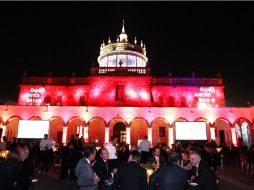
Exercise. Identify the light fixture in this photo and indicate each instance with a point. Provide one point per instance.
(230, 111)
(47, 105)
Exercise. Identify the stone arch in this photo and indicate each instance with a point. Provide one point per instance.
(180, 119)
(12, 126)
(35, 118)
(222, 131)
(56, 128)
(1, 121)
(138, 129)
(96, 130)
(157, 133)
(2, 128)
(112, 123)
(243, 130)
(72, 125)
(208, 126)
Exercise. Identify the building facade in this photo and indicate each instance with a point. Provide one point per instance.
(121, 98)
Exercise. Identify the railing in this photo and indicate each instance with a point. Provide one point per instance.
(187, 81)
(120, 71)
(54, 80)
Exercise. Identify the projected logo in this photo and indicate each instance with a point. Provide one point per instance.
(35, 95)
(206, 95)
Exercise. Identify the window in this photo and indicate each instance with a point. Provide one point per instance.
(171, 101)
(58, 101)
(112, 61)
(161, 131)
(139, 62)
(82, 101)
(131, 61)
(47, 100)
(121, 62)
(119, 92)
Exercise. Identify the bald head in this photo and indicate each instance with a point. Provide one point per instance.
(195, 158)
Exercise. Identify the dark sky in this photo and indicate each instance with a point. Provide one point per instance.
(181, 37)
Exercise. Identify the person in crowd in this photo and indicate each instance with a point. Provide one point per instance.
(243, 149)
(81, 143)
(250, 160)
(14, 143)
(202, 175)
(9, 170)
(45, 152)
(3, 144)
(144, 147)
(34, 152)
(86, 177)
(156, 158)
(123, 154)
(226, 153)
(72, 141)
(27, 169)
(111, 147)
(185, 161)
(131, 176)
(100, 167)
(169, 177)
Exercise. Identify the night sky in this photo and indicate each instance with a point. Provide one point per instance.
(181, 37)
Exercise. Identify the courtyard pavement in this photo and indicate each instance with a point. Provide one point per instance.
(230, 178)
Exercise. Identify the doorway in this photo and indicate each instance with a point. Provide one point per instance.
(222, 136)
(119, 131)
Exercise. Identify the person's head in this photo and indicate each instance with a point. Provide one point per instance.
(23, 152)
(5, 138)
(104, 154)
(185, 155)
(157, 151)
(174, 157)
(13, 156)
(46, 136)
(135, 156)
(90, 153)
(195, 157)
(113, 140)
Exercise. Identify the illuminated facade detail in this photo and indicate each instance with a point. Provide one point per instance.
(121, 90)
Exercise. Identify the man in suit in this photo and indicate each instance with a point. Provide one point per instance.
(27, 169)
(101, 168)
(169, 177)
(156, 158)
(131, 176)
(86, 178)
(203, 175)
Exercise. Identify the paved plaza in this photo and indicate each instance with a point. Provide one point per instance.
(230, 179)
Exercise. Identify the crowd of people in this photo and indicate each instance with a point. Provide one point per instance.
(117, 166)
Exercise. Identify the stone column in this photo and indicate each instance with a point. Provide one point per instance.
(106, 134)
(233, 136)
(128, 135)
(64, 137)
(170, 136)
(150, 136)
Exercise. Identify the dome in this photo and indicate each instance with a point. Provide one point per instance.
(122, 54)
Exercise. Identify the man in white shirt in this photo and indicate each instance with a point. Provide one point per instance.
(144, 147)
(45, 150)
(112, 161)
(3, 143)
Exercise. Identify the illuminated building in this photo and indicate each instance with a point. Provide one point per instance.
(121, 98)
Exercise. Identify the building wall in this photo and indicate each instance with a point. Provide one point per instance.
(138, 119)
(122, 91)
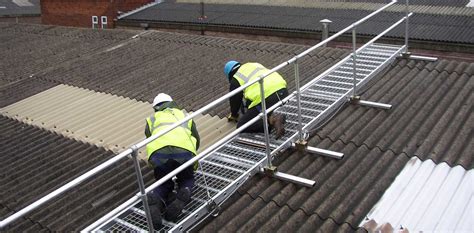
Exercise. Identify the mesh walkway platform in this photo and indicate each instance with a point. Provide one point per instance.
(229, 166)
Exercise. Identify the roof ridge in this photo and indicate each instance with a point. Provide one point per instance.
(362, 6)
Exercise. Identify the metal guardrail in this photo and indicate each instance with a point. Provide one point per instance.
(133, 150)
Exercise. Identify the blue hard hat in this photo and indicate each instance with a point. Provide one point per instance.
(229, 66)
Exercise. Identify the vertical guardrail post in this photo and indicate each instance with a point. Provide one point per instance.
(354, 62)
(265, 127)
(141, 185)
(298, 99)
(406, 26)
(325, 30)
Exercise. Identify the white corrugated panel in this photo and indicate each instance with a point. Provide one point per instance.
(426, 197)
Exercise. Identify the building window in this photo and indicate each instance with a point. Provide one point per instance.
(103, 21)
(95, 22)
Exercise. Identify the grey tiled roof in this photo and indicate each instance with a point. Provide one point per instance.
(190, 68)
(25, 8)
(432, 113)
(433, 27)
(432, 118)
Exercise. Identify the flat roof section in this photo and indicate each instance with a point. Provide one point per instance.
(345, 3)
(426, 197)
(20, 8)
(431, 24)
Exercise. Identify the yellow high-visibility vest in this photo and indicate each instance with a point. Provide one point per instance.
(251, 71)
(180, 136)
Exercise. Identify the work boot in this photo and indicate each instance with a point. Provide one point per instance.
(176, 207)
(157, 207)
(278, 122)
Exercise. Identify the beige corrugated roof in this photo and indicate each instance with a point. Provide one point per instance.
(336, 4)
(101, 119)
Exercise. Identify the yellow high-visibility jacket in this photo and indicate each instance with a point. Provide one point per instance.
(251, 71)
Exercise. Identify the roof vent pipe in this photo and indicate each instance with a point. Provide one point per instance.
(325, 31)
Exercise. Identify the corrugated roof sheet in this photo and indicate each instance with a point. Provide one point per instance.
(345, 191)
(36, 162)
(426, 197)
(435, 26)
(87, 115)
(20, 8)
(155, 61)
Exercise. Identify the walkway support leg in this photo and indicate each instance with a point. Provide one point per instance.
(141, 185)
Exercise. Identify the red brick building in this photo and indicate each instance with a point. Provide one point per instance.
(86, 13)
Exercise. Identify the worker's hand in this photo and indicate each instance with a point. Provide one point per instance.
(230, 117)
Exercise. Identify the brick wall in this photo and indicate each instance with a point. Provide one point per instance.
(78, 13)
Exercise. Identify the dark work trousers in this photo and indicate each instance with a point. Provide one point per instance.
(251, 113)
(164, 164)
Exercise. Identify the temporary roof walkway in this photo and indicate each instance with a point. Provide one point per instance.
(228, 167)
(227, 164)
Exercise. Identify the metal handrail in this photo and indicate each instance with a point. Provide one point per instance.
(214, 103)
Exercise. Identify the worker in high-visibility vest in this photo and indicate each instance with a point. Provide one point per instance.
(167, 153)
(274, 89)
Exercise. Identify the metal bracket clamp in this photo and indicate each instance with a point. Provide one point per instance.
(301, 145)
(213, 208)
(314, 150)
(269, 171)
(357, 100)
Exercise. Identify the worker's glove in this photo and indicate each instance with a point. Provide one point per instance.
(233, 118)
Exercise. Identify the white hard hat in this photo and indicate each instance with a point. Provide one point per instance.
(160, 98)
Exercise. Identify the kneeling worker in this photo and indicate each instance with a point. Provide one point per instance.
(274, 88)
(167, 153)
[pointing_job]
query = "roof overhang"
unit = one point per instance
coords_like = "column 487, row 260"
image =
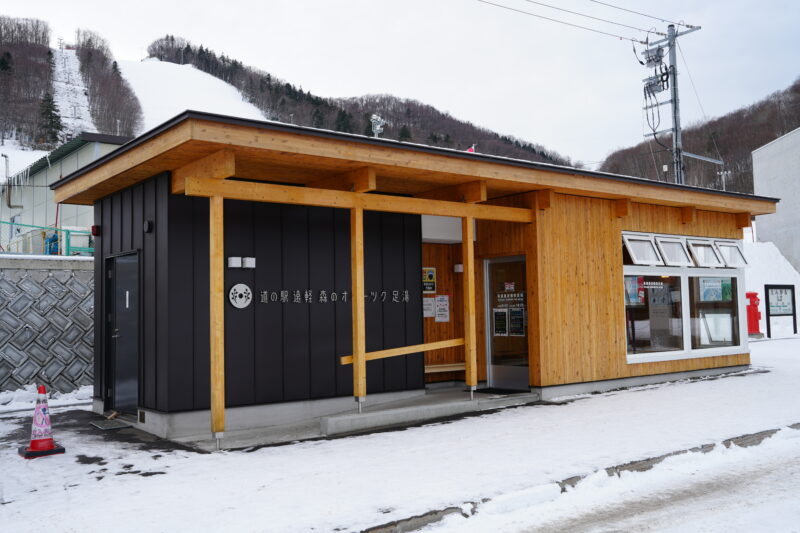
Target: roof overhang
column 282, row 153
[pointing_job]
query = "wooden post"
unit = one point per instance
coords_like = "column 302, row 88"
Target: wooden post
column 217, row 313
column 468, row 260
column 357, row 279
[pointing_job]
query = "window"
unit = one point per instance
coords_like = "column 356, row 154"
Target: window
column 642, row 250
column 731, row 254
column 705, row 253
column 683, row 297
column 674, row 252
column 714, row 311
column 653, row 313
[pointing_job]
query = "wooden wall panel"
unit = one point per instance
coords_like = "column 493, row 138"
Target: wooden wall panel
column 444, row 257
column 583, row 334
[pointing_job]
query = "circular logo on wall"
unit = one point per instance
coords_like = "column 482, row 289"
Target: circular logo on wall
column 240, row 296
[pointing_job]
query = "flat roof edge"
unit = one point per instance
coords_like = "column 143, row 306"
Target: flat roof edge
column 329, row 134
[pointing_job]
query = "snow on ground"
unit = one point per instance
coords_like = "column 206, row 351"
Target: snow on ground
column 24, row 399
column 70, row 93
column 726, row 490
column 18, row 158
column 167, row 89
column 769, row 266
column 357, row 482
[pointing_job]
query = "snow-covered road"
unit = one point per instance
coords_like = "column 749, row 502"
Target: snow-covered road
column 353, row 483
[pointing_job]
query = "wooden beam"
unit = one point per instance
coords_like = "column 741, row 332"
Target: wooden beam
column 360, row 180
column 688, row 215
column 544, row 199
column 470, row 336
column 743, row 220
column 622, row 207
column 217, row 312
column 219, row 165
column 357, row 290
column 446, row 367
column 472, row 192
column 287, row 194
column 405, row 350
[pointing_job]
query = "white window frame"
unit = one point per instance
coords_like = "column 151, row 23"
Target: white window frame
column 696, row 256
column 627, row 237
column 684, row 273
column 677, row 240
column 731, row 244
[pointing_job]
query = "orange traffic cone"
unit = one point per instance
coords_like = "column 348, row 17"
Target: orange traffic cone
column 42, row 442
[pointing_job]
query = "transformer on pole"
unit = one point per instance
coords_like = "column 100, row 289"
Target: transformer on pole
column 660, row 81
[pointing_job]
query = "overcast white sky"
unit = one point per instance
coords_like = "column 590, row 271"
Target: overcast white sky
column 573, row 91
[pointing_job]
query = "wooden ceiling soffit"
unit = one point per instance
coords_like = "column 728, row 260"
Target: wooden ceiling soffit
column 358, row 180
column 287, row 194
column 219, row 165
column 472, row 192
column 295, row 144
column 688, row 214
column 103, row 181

==

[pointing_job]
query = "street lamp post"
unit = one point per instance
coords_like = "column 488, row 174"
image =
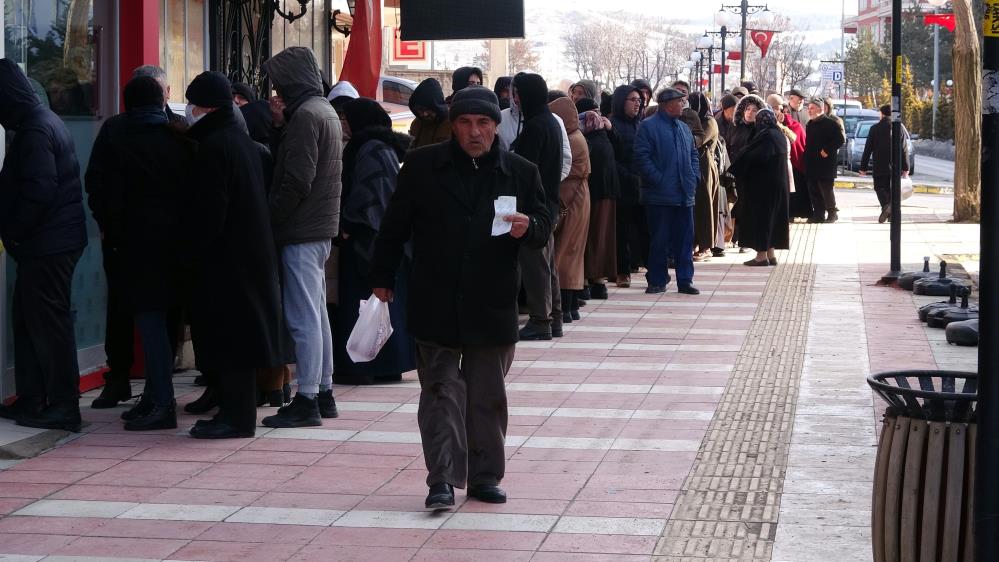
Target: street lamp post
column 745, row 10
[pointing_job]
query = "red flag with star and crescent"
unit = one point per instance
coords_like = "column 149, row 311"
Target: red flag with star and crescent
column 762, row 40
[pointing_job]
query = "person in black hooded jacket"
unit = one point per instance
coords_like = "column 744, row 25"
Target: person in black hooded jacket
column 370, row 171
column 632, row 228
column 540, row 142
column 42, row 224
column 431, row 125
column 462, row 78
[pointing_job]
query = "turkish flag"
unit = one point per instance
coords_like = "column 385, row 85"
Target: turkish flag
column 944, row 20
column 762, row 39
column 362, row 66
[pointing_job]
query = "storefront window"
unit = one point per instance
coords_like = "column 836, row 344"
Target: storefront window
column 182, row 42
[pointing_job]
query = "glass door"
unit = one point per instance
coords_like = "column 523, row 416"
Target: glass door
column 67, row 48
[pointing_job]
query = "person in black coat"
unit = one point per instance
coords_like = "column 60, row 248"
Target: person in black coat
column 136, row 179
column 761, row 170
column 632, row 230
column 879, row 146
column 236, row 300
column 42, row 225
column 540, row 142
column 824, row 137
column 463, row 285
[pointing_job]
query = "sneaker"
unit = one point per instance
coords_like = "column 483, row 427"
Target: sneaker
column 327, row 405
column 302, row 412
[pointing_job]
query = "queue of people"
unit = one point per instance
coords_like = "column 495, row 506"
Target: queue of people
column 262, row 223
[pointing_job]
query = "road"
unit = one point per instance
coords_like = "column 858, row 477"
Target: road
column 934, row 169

==

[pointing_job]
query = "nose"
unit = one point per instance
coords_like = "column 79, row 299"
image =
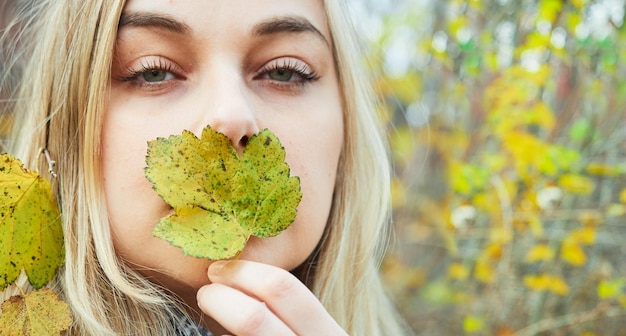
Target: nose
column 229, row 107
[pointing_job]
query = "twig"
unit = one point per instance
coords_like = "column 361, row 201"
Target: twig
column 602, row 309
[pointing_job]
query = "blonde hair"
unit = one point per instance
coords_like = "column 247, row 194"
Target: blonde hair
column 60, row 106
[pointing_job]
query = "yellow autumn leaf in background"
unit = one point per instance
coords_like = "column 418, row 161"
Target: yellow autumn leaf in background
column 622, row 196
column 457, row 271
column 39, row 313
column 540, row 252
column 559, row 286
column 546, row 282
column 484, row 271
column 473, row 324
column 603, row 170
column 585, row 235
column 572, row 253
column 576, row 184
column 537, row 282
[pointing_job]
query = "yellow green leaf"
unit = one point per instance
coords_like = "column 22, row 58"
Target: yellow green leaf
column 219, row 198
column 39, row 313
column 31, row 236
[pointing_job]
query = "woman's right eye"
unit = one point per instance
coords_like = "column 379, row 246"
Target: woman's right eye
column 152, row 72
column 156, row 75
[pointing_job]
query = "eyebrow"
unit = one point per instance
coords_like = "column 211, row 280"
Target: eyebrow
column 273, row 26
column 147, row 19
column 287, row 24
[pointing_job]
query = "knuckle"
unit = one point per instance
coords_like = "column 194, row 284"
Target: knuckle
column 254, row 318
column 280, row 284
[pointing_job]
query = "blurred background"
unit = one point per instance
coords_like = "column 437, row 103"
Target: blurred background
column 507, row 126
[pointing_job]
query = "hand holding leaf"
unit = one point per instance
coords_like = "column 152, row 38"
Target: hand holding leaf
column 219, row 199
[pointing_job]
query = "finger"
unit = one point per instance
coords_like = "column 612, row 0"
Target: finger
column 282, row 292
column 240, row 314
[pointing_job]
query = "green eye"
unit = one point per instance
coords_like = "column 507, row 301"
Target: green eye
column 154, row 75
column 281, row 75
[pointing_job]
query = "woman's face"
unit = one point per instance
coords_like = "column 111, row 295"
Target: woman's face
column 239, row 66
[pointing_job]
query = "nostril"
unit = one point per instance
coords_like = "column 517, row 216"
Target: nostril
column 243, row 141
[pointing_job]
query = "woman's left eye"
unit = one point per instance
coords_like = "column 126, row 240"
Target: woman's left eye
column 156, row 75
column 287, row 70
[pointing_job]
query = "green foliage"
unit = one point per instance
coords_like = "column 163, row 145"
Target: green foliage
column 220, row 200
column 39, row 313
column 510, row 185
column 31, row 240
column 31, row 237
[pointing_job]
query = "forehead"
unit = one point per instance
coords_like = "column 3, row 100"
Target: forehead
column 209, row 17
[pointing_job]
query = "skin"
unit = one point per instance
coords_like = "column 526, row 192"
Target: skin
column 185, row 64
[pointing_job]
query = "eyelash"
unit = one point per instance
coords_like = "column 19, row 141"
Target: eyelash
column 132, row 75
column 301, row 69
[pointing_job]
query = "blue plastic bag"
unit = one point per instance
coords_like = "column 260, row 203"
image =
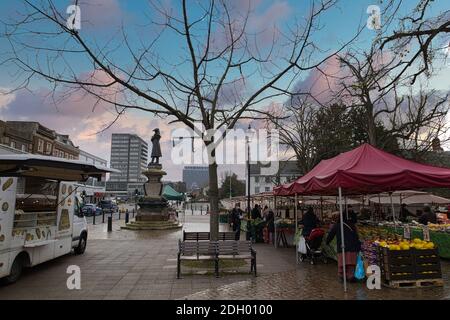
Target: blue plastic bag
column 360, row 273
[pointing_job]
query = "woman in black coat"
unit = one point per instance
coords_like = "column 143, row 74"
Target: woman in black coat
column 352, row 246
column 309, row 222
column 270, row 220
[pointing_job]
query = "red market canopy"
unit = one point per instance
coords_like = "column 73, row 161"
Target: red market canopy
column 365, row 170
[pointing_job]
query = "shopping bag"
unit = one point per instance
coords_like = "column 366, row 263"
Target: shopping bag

### EXERCISE
What is needed is every line from the data above that includes the string "shopping", copied out.

### THE COMPLETED TASK
query = "shopping bag"
Target: shopping bag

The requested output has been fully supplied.